(Excerpt to read):
>>>

Our project is based on the same environment as Frustum ConvNet.

Requirements

  • PyTorch 1.0+
  • Python 3.6+
  • CUDA 9.0+

Setup

  1. Clone the repository:

    git clone https://github.com/CEA-LIST/ALPI.git
    cd ALPI
  2. Install dependencies: You may need to install additional packages.

    pip install numpy pybind11 opencv-python pyyaml tqdm
  3. Compile custom extensions: The project requires custom CUDA operators.

    cd ops
    bash make.sh

πŸš€ How to Run the Code

This section provides instructions for running the ALPI pipeline. You can either execute each stage of the process manually or use the provided shell script to run everything in a sequence.

1- Data Preparation

First, download the official KITTI 3D Object Detection Dataset from their website.

<<<

(Record list):
>>>

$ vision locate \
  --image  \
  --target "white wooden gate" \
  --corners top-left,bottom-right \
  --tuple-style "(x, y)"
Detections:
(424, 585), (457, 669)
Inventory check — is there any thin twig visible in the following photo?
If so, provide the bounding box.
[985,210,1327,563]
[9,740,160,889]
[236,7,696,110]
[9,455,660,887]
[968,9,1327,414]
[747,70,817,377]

<<<

(Exercises):
A - Output the part of the ALPI setup excerpt above from "πŸš€ How to" to "from their website.".
B - Using the ALPI setup excerpt above, mark each statement yes or no and quote the words that decide it: (i) The project needs Python 3.6 or later. (ii) Every stage of the pipeline must be run by hand. (iii) The KITTI dataset is to be downloaded from its official website.

(Results by task):
A -
πŸš€ How to Run the Code

This section provides instructions for running the ALPI pipeline. You can either execute each stage of the process manually or use the provided shell script to run everything in a sequence.

1- Data Preparation

First, download the official KITTI 3D Object Detection Dataset from their website.

B -
(i) Yes: "Python 3.6+"
(ii) No: "You can either execute each stage of the process manually or use the provided shell script to run everything in a sequence."
(iii) Yes: "download the official KITTI 3D Object Detection Dataset from their website."